YOUR GOAL
Starting at the line that has "Where can you spot the gravel ground?" and stopping after the line that has "Where can you spot the white framed", change "Put down a dot" to "Mark a point". Give back only those lines, with nothing else altered.

SUPPLIED DATA
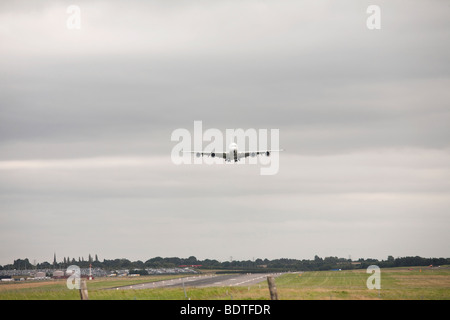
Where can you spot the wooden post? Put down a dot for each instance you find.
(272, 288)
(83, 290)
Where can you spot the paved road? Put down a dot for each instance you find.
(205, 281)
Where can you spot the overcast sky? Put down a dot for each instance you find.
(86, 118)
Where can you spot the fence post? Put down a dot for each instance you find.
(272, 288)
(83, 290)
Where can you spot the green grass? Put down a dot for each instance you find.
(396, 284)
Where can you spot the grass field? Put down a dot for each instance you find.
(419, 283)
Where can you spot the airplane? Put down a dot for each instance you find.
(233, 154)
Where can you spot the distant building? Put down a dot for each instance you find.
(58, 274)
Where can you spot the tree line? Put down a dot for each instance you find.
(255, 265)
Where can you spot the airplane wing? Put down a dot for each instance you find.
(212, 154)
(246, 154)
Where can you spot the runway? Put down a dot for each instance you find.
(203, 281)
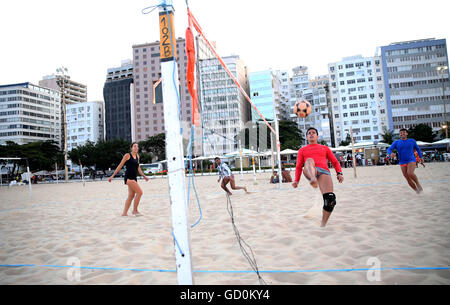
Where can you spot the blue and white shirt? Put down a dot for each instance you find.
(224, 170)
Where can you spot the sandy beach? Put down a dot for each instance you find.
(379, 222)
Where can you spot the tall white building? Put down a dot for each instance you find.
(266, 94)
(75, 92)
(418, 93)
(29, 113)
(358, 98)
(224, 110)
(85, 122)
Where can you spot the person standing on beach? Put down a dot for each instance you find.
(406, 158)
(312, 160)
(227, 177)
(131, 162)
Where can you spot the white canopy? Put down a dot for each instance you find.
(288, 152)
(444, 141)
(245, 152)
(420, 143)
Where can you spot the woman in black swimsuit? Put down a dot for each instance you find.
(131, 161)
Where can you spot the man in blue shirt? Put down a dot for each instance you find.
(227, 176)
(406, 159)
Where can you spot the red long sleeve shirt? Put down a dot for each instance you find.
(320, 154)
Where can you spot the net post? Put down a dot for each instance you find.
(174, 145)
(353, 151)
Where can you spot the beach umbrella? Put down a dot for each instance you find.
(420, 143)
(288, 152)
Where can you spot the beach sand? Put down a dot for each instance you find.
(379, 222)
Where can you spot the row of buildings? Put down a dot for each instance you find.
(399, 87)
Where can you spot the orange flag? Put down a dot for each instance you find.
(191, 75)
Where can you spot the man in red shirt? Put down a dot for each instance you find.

==

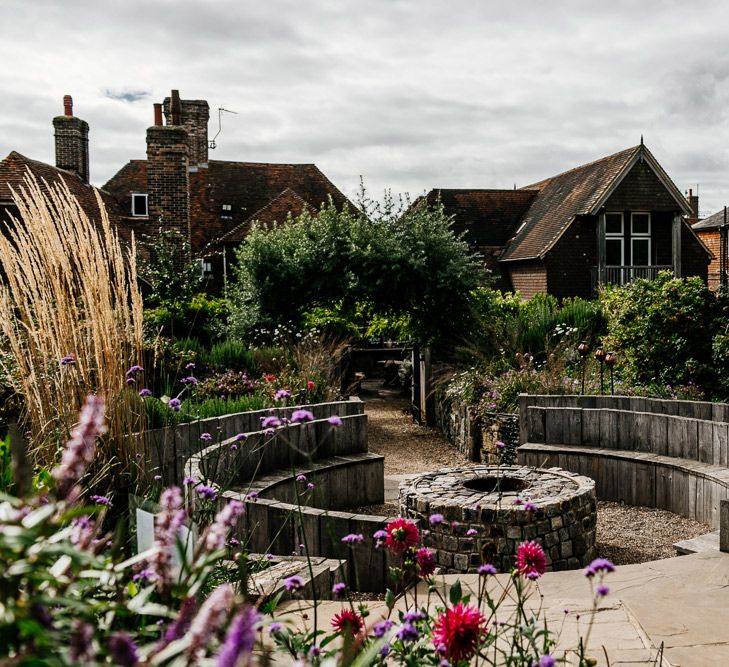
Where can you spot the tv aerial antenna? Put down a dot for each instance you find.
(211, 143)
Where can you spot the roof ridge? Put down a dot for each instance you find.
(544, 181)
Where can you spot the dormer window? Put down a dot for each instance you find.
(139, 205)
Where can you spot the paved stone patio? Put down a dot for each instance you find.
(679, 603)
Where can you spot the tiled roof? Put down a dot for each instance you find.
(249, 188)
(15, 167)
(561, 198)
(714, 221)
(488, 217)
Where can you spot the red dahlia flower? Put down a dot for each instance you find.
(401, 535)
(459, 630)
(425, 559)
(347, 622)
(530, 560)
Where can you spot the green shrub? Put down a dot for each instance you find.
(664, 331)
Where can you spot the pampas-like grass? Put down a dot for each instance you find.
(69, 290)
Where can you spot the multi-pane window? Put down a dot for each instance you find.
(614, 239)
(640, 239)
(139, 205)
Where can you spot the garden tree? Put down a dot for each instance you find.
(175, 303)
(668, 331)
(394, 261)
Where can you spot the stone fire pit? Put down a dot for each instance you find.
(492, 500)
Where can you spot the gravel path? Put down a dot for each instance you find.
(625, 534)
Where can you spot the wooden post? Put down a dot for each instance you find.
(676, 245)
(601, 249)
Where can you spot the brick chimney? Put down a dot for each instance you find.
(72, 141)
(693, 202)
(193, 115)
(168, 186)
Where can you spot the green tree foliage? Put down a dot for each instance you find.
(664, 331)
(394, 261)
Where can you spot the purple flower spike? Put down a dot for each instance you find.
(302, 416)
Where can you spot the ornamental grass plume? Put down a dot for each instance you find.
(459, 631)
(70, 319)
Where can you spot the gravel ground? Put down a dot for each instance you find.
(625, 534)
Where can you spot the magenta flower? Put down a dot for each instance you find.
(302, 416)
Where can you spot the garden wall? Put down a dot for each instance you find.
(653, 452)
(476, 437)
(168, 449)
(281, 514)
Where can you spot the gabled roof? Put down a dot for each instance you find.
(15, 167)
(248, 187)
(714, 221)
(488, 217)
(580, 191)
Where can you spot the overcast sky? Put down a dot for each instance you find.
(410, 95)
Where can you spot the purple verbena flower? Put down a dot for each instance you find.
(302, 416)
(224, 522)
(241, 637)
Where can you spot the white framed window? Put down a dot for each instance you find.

EXERCISE SOLUTION
Where can you spot the gravel ground? Mark a point for each instance you find.
(625, 534)
Where can you spot the magenta flower? Mark a point for each instance you find.
(302, 416)
Where can you spot the garden wall? Mark a point for each instance you find.
(653, 452)
(476, 437)
(168, 449)
(281, 514)
Where can you spot the gabled roof? Mark a point for each instance you find.
(15, 167)
(248, 187)
(714, 221)
(488, 217)
(580, 191)
Where can you spot the overcast sky? Mark a point for each instance you find.
(410, 95)
Where can you spot the purple verbena flower? Mark a point for each instance you find.
(302, 416)
(224, 522)
(241, 637)
Where can you spot the white framed window? Mark a point for each instance you find.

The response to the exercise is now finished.